- **Short exercise**
Please swap "outline" for "contour" in the lines starting at the one containing "trace: man's outstretched hand" and ending at the one containing "[[344,228],[298,20],[185,131]]", and write out only those lines with nothing else changed.

_ _ _ _ _

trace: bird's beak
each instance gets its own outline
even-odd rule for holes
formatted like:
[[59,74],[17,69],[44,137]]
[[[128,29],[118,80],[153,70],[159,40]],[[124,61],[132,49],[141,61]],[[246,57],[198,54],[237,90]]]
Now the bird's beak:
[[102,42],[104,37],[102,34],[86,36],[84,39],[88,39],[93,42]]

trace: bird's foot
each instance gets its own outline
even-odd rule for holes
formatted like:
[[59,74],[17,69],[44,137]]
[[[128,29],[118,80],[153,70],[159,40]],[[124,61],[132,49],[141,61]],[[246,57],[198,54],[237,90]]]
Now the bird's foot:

_ _ _ _ _

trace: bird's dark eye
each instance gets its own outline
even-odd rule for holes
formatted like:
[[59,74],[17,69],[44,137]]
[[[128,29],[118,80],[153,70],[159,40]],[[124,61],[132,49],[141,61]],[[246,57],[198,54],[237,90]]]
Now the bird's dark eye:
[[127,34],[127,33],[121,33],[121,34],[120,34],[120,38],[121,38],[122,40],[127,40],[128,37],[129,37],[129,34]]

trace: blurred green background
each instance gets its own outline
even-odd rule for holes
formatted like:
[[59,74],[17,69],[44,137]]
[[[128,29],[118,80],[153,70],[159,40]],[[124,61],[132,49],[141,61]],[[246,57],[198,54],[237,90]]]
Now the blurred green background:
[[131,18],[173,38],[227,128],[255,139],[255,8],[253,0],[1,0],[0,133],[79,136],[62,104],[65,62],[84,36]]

_ _ _ _ _

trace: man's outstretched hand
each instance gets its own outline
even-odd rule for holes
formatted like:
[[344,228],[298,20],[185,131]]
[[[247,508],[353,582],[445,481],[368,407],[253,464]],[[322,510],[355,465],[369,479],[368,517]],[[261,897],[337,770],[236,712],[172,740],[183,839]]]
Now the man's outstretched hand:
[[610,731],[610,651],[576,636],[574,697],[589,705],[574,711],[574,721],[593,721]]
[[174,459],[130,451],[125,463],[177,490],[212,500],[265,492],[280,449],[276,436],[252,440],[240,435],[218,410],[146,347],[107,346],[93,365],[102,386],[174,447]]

_ _ _ _ _

- **Output of the task**
trace: man's outstretched hand
each instance gets its own contour
even-odd rule for holes
formatted like:
[[344,228],[298,20],[185,131]]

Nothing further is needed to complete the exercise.